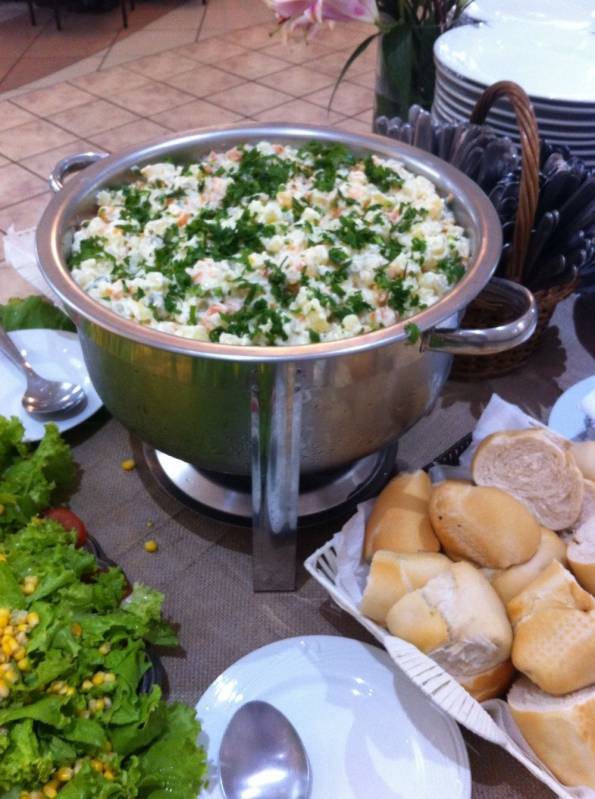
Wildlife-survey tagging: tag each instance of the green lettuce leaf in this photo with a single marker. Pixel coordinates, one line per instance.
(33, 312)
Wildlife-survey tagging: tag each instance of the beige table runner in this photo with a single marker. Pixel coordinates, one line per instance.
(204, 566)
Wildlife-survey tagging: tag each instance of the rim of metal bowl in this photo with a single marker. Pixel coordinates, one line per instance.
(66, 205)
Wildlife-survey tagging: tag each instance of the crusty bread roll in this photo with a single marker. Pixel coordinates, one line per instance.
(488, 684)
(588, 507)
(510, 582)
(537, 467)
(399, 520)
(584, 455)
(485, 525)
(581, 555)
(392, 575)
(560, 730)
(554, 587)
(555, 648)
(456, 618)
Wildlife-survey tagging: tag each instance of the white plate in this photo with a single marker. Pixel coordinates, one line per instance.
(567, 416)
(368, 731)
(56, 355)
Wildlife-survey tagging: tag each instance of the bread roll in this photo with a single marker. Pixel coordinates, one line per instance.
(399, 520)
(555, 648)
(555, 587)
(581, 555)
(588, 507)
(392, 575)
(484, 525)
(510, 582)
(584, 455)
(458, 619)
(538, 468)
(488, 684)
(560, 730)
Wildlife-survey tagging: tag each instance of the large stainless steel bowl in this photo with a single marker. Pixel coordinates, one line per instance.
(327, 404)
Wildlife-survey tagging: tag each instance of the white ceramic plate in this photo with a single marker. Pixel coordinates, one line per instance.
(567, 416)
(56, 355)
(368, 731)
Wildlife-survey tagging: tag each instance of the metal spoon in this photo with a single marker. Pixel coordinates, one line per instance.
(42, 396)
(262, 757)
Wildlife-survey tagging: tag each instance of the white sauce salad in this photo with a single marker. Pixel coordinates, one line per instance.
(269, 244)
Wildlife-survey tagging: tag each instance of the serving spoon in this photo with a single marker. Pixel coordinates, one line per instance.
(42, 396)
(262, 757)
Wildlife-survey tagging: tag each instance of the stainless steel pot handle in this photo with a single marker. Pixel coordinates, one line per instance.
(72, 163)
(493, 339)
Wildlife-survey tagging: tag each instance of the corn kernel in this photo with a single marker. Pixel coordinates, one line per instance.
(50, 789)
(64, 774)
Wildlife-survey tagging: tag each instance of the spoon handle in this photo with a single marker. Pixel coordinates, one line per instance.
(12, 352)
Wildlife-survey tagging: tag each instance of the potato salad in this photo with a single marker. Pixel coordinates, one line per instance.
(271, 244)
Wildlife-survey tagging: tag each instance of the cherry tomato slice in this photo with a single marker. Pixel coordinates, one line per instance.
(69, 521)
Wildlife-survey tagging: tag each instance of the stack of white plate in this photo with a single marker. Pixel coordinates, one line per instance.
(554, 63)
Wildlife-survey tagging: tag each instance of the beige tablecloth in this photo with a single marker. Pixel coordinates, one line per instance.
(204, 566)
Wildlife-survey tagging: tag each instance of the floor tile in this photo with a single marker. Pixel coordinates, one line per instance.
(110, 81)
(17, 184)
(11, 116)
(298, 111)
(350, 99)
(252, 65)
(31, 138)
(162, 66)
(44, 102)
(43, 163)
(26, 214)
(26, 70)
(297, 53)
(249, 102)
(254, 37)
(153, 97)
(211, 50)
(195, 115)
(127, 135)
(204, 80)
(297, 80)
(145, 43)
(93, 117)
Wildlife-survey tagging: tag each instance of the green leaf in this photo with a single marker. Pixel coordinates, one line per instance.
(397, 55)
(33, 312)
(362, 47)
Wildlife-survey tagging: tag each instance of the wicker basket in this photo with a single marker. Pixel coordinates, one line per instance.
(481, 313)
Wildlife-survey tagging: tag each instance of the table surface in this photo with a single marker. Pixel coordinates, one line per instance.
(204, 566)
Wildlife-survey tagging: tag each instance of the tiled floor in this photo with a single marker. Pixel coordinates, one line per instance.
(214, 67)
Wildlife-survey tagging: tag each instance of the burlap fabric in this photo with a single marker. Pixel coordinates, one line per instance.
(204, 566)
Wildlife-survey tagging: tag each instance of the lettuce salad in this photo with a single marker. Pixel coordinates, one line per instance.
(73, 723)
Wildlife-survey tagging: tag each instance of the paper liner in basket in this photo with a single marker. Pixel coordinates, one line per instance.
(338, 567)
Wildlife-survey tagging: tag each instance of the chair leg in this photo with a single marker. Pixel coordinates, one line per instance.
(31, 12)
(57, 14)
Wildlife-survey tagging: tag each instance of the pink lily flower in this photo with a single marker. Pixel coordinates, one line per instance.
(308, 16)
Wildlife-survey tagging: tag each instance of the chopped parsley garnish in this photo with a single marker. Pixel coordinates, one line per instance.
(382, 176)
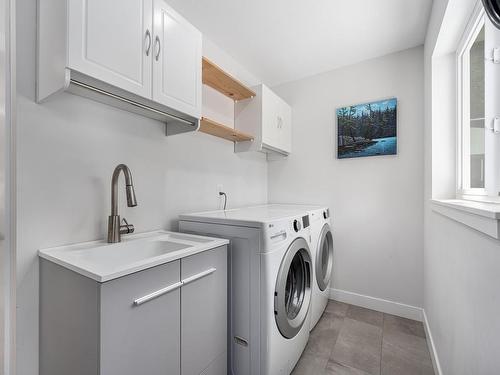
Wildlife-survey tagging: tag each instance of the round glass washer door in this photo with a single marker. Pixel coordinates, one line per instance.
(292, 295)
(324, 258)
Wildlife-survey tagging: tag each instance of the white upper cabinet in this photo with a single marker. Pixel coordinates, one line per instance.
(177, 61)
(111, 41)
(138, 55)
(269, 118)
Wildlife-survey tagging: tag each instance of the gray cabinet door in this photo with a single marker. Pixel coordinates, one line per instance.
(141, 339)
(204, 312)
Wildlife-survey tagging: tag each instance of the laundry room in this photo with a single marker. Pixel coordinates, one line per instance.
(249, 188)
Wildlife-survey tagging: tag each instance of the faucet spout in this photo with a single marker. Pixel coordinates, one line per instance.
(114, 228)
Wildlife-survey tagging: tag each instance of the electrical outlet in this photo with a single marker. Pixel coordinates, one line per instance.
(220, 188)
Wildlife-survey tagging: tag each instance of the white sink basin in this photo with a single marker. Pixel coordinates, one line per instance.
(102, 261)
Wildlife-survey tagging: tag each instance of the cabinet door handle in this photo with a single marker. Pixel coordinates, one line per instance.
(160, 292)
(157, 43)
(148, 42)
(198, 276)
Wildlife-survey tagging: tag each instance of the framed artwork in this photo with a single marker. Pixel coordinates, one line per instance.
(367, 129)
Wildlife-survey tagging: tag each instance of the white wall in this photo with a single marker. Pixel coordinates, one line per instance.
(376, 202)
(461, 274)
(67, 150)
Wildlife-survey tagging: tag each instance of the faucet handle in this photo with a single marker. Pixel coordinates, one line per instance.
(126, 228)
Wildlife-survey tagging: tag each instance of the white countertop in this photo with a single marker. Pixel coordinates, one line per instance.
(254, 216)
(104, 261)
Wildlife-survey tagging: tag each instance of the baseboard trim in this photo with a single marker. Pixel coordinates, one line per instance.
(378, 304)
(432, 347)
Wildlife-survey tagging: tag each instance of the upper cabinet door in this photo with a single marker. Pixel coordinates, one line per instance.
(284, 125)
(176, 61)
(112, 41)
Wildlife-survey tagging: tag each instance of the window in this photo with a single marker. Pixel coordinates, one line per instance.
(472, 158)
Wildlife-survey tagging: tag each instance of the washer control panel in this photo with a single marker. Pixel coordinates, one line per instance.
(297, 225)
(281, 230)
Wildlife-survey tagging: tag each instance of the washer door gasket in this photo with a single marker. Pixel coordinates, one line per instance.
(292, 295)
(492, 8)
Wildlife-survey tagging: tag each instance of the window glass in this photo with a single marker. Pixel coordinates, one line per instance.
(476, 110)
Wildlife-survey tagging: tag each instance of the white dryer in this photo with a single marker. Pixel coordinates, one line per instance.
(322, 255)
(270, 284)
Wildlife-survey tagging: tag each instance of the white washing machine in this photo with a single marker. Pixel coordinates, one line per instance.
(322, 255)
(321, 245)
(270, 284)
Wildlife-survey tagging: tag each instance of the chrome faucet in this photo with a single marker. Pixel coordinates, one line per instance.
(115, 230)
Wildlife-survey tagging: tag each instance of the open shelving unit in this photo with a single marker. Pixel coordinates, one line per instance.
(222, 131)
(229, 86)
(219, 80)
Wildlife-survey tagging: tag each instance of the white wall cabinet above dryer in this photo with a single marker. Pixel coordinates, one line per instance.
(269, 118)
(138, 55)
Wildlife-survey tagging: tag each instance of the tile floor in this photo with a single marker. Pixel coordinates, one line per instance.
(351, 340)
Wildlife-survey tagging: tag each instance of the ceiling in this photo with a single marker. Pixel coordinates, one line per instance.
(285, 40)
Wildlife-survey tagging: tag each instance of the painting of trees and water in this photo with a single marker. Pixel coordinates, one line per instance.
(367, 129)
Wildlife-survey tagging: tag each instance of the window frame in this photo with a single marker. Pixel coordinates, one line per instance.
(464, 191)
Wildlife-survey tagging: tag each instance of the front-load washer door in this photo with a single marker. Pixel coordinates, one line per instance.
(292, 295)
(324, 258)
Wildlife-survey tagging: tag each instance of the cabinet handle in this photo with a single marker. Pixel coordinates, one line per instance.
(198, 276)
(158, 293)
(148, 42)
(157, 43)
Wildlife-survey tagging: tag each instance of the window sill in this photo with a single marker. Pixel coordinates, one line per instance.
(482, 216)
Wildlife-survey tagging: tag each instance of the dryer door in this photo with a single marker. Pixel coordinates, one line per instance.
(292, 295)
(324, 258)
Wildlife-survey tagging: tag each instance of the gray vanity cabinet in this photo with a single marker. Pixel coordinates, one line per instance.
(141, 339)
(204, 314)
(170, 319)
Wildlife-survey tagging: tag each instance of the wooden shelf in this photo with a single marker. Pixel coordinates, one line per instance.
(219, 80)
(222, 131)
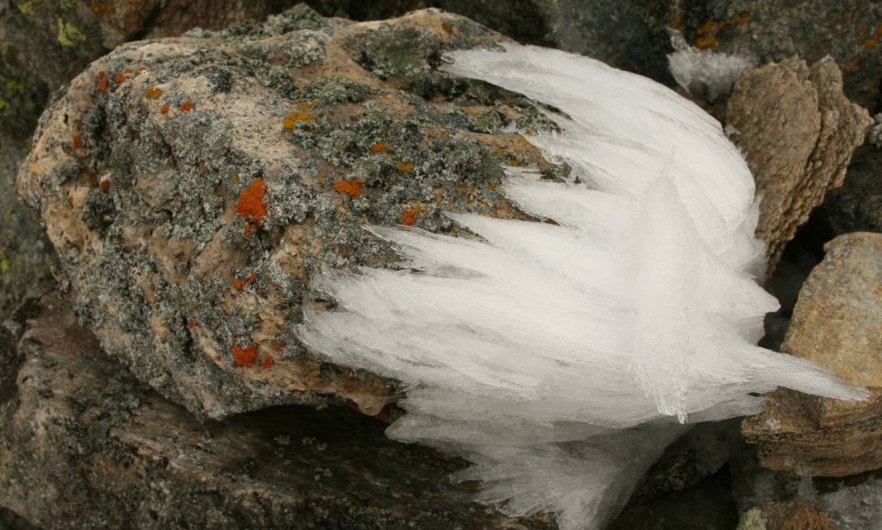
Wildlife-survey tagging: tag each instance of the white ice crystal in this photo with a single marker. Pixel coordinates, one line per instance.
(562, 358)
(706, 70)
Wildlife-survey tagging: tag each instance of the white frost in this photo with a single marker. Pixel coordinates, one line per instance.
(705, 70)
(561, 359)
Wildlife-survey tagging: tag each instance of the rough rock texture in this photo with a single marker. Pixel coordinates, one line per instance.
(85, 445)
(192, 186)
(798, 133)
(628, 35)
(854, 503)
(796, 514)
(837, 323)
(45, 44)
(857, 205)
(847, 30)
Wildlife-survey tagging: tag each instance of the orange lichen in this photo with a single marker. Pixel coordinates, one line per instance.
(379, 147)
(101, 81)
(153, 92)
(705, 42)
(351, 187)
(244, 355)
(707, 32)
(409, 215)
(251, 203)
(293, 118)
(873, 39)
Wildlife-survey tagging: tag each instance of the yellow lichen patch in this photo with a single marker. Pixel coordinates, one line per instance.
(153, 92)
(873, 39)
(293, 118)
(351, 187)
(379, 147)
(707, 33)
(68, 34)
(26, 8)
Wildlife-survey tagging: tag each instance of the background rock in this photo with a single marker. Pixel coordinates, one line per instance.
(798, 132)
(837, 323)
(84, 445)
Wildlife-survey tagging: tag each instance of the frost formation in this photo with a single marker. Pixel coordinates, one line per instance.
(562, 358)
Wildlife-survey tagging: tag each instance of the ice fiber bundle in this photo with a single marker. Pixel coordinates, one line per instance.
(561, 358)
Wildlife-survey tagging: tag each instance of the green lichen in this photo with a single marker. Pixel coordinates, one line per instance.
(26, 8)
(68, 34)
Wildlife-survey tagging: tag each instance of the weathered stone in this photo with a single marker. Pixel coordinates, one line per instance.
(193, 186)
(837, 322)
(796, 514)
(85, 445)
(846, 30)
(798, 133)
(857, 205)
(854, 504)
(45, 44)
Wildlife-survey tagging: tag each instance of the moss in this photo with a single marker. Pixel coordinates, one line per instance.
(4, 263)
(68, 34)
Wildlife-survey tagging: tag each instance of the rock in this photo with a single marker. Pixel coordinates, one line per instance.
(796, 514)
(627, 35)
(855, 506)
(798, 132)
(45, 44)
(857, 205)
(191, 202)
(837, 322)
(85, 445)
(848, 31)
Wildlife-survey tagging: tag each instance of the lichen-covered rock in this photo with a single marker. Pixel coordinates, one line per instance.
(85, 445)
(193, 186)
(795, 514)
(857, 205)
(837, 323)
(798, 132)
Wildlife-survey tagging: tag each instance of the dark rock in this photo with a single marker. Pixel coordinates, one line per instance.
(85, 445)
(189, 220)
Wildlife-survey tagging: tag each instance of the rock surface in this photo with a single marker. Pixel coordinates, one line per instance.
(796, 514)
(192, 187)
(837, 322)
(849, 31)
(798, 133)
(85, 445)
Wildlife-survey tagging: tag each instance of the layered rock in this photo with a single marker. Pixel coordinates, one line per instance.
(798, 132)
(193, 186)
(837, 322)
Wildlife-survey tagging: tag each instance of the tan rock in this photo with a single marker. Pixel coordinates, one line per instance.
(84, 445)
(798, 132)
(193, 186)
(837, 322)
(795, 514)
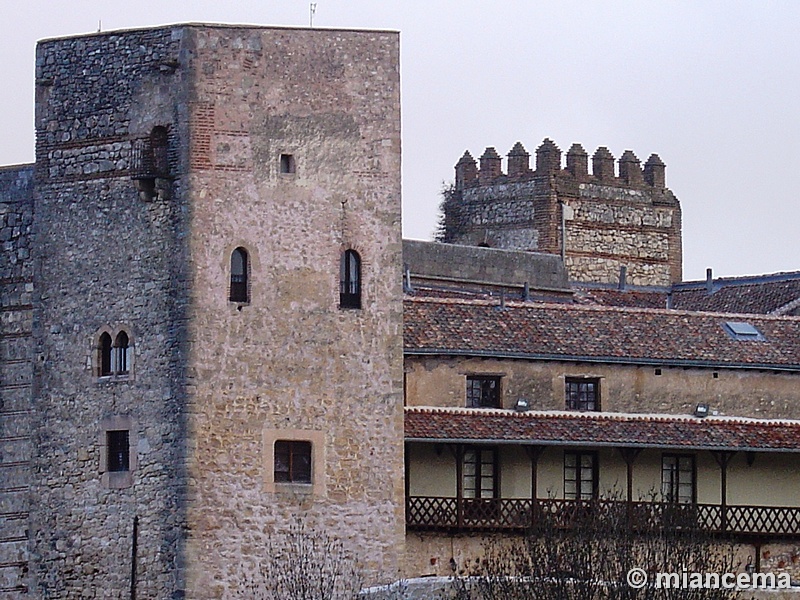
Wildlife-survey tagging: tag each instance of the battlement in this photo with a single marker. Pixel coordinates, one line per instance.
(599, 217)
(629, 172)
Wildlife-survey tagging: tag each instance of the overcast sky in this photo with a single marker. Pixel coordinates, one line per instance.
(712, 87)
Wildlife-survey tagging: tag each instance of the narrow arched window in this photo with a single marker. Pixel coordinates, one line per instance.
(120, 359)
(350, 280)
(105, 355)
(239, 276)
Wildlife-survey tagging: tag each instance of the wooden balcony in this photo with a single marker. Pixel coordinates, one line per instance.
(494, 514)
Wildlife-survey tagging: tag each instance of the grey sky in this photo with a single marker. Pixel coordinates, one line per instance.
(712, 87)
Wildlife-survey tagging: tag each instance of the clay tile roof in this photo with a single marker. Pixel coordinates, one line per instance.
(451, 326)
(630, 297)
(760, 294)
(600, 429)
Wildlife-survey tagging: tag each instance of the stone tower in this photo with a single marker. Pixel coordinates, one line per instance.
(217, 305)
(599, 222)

======

Where the line containing "Wildlife-survey tagging: tag each instance of the overcast" appears, start copying, and go on exactly through the last line of the data.

Completed task:
Wildlife-survey tagging: tag each instance of the overcast sky in this photo with a single marker. Pixel coordinates, one line per instance.
(712, 87)
Wildlife-survey tagging: tag each instance of the narrow arched window in this photo with a single marker. Pixel coordinates, one line per instance.
(120, 359)
(350, 280)
(105, 355)
(239, 276)
Wildlife-survey tagging: tag each instance of the wooden balcony in this photo with a single marker. Pixel coordinates, one line per instance.
(494, 514)
Wildlife-survey tagging: tag each instance of the grey sky in this photo with a single marker. Pixel coordinates, one line per instance.
(712, 87)
Wildlife-survey tagging: tag each instance of the clay tile roof in this photo with a single marker. Pixel coordinates, one line per instance.
(451, 326)
(630, 297)
(760, 294)
(600, 429)
Wildlife-survey tagging: tag each instance of the stone tower in this photo with a single marker. Pixel coordinates, one line per instance.
(217, 305)
(599, 222)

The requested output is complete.